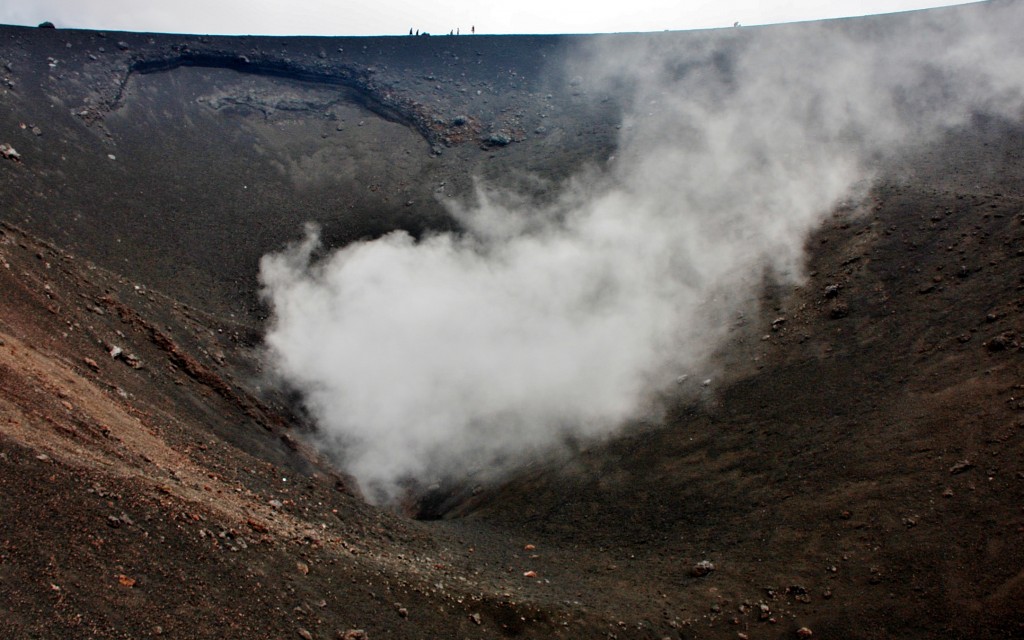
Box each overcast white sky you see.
#####
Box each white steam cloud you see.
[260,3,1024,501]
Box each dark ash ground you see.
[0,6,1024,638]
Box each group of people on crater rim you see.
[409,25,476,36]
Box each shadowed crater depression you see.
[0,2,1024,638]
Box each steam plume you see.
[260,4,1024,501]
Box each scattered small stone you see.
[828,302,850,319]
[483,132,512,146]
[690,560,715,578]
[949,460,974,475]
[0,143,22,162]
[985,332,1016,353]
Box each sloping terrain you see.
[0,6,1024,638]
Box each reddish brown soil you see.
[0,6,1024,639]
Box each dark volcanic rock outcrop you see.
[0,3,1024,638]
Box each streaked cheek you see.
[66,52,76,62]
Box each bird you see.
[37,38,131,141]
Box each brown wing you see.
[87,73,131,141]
#####
● **EXERCISE DIRECTIONS**
Transcribe the lines from the one containing "Box each dark volcanic rock outcrop you see." through the one containing "[87,73,131,141]", inclusive, and reproduce them without any change.

● **SOLUTION TO THE PROBLEM**
Box each dark volcanic rock outcrop you see.
[0,3,1024,638]
Box each streaked cheek you see.
[66,52,76,62]
Box each bird you see.
[37,38,131,141]
Box each brown wing you see.
[87,73,131,141]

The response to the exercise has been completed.